Lors de mon passage sur l’île Rodrigues en 2010, nous avons essayé de visiter tout ce que nous pouvions pendant cette semaine trop courte. Oui, c’est toujours trop court les semaines quand on est sur une île tropicale… Réserve des tortues géantes et ses grottes, Port-Mathurin et son marché du samedi matin, St-François, Trou d’argent… à pied ou en scooter, nous avons fait le tour de l’île. Avec nos plongées le matin, les journées furent bien remplies. Entre temps, la météo a fait des siennes.
Mais voilà : au pied de notre plage… un lagon ! Impossible de ne pas aller explorer ce bassin naturellement protégé par la barrière corallienne, très peu profond. Ici, sur la baie de Coton, c’est l’endroit où le lagon est le plus étroit. Les vagues puissantes se brisent à environ 200m de la plage, alors qu’à l’ouest le lagon fait plus de 12km de long !

Données fournies »
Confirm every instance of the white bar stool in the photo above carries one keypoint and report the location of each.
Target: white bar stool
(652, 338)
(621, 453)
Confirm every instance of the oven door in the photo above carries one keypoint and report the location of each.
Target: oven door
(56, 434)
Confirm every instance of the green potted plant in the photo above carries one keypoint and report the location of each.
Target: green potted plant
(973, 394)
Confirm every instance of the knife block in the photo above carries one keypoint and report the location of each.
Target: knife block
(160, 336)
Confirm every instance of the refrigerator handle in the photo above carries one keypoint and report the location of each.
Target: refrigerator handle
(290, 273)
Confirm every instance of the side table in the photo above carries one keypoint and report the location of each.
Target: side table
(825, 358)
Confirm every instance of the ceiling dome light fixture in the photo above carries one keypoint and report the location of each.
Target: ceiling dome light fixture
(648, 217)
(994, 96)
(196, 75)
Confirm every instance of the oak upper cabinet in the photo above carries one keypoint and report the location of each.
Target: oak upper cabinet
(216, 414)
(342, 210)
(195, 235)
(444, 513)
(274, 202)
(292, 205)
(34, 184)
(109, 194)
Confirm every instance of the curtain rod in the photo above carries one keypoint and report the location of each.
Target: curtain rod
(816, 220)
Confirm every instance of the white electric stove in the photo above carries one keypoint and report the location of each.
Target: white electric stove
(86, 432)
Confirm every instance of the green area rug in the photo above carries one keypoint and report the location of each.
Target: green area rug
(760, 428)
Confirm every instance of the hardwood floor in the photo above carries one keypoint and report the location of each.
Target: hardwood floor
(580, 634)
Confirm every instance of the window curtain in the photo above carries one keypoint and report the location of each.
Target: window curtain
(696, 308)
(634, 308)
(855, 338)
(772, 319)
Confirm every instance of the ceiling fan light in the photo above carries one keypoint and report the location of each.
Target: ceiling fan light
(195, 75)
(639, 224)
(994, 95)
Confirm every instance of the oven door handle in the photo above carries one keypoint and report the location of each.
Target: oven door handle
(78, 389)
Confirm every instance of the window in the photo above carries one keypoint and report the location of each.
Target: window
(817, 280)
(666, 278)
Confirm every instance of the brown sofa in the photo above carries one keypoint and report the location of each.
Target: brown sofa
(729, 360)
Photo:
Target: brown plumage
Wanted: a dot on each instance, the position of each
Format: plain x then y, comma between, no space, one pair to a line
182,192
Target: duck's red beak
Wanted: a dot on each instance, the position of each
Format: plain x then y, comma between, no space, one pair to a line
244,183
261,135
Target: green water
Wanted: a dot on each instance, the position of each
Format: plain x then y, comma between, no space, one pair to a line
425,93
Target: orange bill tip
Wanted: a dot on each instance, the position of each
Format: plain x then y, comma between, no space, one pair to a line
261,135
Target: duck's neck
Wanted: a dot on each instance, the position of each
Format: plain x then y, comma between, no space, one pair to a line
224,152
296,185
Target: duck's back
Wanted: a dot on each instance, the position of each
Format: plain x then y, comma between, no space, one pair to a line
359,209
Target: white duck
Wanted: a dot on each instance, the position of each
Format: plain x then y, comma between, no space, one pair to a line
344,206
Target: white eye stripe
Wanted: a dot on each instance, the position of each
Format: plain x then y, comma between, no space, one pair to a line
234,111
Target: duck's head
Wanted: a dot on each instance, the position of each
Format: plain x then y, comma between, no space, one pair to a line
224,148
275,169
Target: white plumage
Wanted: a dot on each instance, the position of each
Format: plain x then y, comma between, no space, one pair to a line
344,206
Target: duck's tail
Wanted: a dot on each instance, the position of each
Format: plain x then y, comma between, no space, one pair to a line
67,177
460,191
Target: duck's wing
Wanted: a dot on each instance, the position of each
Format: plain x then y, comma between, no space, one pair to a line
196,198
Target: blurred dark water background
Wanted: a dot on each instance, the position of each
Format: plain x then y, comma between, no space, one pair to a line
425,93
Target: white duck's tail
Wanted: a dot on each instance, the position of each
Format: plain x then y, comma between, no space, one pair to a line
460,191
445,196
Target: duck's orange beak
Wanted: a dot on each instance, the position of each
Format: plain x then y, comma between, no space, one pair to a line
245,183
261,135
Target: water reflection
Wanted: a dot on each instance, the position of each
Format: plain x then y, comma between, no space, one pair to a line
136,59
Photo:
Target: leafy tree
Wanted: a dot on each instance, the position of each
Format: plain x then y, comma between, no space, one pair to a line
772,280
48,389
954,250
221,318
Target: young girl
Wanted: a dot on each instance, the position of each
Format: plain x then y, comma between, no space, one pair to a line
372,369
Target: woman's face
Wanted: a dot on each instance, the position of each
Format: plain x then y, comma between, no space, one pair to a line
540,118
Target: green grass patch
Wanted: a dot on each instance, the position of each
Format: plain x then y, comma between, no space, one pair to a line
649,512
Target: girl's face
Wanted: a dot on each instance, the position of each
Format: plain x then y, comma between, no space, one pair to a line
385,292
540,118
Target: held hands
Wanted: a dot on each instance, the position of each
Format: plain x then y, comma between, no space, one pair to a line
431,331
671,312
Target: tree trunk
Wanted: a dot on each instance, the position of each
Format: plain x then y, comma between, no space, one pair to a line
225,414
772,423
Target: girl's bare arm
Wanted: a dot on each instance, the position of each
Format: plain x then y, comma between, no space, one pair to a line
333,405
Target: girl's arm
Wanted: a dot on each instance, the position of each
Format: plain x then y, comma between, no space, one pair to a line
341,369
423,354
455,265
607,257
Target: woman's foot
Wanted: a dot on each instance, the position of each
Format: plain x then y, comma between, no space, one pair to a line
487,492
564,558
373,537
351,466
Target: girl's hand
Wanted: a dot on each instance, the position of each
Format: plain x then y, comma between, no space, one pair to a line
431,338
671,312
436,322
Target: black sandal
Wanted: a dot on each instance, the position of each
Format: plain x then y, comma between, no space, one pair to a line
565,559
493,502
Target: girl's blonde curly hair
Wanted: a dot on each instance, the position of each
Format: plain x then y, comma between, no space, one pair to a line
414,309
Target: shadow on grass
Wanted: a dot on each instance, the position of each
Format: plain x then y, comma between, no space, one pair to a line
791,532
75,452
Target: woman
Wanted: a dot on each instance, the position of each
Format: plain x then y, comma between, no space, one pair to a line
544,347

Énoncé 1 »
Dans le récit de voyage à Rodrigues, pourquoi les journées furent-elles bien remplies ? Répondez en une à trois phrases.
Énoncé 2 »
Restituez à l'identique, dans le récit de voyage à Rodrigues, le passage qui va de « Lors de mon » jusqu'à « 12km de long ! ».
Les enregistrements ne jouent ici aucun rôle.

Corrigé complet 1 »
Pendant cette semaine, les voyageurs ont visité tout ce qu'ils pouvaient et fait le tour de l'île à pied ou en scooter. À ces visites s'ajoutaient leurs plongées du matin.

Corrigé complet 2 »
Lors de mon passage sur l’île Rodrigues en 2010, nous avons essayé de visiter tout ce que nous pouvions pendant cette semaine trop courte. Oui, c’est toujours trop court les semaines quand on est sur une île tropicale… Réserve des tortues géantes et ses grottes, Port-Mathurin et son marché du samedi matin, St-François, Trou d’argent… à pied ou en scooter, nous avons fait le tour de l’île. Avec nos plongées le matin, les journées furent bien remplies. Entre temps, la météo a fait des siennes.
Mais voilà : au pied de notre plage… un lagon ! Impossible de ne pas aller explorer ce bassin naturellement protégé par la barrière corallienne, très peu profond. Ici, sur la baie de Coton, c’est l’endroit où le lagon est le plus étroit. Les vagues puissantes se brisent à environ 200m de la plage, alors qu’à l’ouest le lagon fait plus de 12km de long !